Borough planner Angela Knowles gave an update on the project during the borough council meeting Nov 17.
The project was introduced in September and is being done through a grant from the North Jersey Transportation Planning Authority. Planning consultants from Fitzgerald & Halliday, Inc., have been hired to support the creation of the plan.
The consultants will use information procured from the online workshop and surveys to develop recommendations for the plan, which aims to create economic development by updating and improving Downtown Raritan sustainably, specifically Somerset Street.
“We know that whatever happens on Somerset Street hopefully will be a catalyst for more economic development throughout the entire area,” Knowles said.
The online workshop was designed to replace the in-person workshop that would typically be held.
“At a public workshop we would present the plan, we would have people do breakout groups, we would have people drawing on maps, we would have them talking about strengths, weaknesses and opportunities,” Knowles said. “Now you don’t have to leave your home to go to the workshop.”

RECORDS:
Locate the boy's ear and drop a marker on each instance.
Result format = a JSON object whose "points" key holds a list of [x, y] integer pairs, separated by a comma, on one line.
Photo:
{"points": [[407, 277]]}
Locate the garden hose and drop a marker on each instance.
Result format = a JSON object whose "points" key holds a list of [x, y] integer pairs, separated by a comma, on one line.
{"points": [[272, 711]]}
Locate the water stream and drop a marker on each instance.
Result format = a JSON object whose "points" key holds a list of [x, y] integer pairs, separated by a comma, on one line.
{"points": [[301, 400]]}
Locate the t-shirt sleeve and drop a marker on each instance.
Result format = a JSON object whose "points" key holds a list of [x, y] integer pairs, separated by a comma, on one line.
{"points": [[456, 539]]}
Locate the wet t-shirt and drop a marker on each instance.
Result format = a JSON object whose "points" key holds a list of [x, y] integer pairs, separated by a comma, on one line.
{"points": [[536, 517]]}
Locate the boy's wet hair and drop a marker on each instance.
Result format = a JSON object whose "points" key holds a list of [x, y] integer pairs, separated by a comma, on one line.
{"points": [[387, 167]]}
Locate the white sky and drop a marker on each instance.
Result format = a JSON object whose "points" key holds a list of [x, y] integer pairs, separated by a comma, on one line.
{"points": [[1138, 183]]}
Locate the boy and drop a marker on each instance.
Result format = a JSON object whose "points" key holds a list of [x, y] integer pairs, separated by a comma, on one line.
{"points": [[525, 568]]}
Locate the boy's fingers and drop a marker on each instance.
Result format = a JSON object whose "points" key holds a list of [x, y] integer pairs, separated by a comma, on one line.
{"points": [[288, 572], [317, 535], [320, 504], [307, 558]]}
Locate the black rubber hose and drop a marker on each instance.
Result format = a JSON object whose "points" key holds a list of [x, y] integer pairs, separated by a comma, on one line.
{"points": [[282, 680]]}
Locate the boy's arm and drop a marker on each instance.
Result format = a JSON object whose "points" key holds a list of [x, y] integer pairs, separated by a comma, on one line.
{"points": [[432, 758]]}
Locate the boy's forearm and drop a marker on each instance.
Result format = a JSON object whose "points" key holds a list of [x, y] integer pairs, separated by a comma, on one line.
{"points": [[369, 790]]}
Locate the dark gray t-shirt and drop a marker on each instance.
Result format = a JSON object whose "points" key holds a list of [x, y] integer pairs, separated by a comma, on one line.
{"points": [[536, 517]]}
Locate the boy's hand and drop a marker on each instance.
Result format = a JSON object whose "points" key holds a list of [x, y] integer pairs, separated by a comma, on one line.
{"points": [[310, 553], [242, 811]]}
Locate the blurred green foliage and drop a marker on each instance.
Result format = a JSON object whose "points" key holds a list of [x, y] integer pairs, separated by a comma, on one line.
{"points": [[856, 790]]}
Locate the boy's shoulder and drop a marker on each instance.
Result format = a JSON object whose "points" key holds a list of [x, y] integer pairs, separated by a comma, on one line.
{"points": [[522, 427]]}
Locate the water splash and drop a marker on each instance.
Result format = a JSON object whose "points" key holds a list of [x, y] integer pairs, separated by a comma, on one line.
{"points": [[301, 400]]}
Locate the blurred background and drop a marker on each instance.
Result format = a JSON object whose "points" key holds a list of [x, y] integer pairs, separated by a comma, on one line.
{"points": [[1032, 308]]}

TASKS TO CARRY OUT:
[A] Summarize the article on the Raritan downtown plan in two sentences.
[B] In the listing, reproduce verbatim every line from the one containing "Locate the boy's shoulder" through the final line of the listing.

SOLVED TASKS:
[A] Borough planner Angela Knowles updated the borough council on Nov 17 on a project that began in September, is funded by a North Jersey Transportation Planning Authority grant, and is supported by consultants from Fitzgerald & Halliday, Inc. The consultants will draw on an online workshop, which replaces the usual in-person one, and on surveys to recommend a plan for sustainably updating and improving Downtown Raritan, specifically Somerset Street, to create economic development.

[B]
Locate the boy's shoulder and drop a marker on each instance.
Result format = a JSON object whose "points" key holds a list of [x, y] integer pairs, separated by a comma, on one line.
{"points": [[522, 427]]}
Locate the water splash and drop a marker on each instance.
Result format = a JSON object whose "points" key holds a list of [x, y] integer pairs, separated by a comma, on one line.
{"points": [[301, 400]]}
Locate the blurred background and drop a marker on each instance.
Result format = a JSON object whose "points" key holds a list of [x, y] integer pairs, separated by a comma, on one line.
{"points": [[1032, 308]]}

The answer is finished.